= Excerpted passage =
┄┄┄┄┄┄┄┄┄┄┄┄┄┄┄┄┄┄┄┄

He was passionately against American slavery, but abstention from alcohol was his favourite cause.
In those days, though, it was an unpopular cause - the brewing industry was very powerful, the medical profession believed drink to be an effective treatment and the temperance movement itself was full of factions.
Yet it caught on. In Darlington alone there was the Temperance Choral Union, the Temperance Debating Society, the Women's Temperance Association and the Juvenile Temperance Society. At the beginning of the 20th Century, the movement opened an institution and a hall, still standing, in Gladstone Street.
President Fothergill was much admired for his persistent battling, and when he died it was agreed that a water fountain should be erected in his memory - especially as he frequently prescribed a long drink of cold, fresh water for his patients.
In 1860, the society asked the Board of Health for permission to build a fountain in Prospect Place - but permission was denied on the grounds that it would be a traffic hazard.
The society held a competition to design a fountain. The top prize was two guineas, and it was scooped by a 17-year-old called Septimus Hird.
Sadly, poor Septimus was soon dead. On July 1, 1861, he drowned while bathing in the sea at Redcar. A large obelisk was raised over his resting place in West Cemetery.
Septimus' boss, John Ross, modified the fountain and it was ready for opening on June 10, 1862.
Led by Dr Fothergill's successor as president, William Thompson, and the Darlington Sax Horn Band, the abstainers paraded from the Mechanics Institute, in Skinnergate, along Blackwellgate and High Row and up Bondgate to the fountain.

┄┄┄┄┄┄┄┄┄┄┄┄┄┄┄┄┄┄┄┄

= Extracted data =
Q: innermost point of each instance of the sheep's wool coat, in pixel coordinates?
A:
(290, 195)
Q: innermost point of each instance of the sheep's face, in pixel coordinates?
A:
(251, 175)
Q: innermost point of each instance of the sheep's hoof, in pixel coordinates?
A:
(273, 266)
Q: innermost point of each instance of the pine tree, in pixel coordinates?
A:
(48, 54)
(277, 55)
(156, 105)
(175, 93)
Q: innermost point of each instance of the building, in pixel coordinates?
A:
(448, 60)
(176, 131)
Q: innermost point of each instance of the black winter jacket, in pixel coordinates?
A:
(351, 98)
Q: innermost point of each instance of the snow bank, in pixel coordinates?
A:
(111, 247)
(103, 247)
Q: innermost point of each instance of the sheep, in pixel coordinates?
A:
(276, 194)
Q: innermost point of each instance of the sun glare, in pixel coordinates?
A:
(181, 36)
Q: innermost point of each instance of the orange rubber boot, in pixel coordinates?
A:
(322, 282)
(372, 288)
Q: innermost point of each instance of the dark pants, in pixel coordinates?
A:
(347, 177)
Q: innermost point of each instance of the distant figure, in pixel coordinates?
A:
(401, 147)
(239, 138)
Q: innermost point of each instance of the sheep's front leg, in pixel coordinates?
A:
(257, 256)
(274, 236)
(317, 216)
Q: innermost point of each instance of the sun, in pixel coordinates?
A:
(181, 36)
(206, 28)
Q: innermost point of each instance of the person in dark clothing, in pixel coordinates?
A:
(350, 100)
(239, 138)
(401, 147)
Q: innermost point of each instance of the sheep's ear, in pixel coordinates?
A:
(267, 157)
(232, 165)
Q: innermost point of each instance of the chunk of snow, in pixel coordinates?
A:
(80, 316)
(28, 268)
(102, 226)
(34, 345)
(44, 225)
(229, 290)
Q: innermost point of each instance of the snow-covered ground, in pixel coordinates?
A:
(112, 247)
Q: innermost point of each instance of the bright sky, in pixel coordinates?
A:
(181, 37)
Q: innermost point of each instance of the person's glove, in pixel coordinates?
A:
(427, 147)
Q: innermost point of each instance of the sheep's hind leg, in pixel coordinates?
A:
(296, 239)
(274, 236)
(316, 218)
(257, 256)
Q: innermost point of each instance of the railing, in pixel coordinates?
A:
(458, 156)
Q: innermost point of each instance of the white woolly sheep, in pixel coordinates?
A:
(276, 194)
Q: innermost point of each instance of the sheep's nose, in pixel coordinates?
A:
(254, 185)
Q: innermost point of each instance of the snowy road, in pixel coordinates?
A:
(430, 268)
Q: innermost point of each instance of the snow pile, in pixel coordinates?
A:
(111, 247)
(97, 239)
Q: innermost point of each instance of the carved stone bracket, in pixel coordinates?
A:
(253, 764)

┄┄┄┄┄┄┄┄┄┄┄┄┄┄┄┄┄┄┄┄

= Problems and tasks =
a) Which four temperance organizations in Darlington does the temperance fountain passage name?
b) Answer these questions from the temperance fountain passage, one per line:
(i) What was the top prize in the fountain design competition?
(ii) On what grounds did the Board of Health refuse permission for a fountain in Prospect Place?
(iii) From which building did the abstainers begin their parade to the fountain?
c) Print the part of the temperance fountain passage that opens with the words containing "Yet it caught" and closes with "called Septimus Hird.".

= Response list =
a)
- Temperance Choral Union
- Temperance Debating Society
- Women's Temperance Association
- Juvenile Temperance Society

b)
(i) Two guineas
(ii) That it would be a traffic hazard
(iii) The Mechanics Institute, in Skinnergate

c)
Yet it caught on. In Darlington alone there was the Temperance Choral Union, the Temperance Debating Society, the Women's Temperance Association and the Juvenile Temperance Society. At the beginning of the 20th Century, the movement opened an institution and a hall, still standing, in Gladstone Street.
President Fothergill was much admired for his persistent battling, and when he died it was agreed that a water fountain should be erected in his memory - especially as he frequently prescribed a long drink of cold, fresh water for his patients.
In 1860, the society asked the Board of Health for permission to build a fountain in Prospect Place - but permission was denied on the grounds that it would be a traffic hazard.
The society held a competition to design a fountain. The top prize was two guineas, and it was scooped by a 17-year-old called Septimus Hird.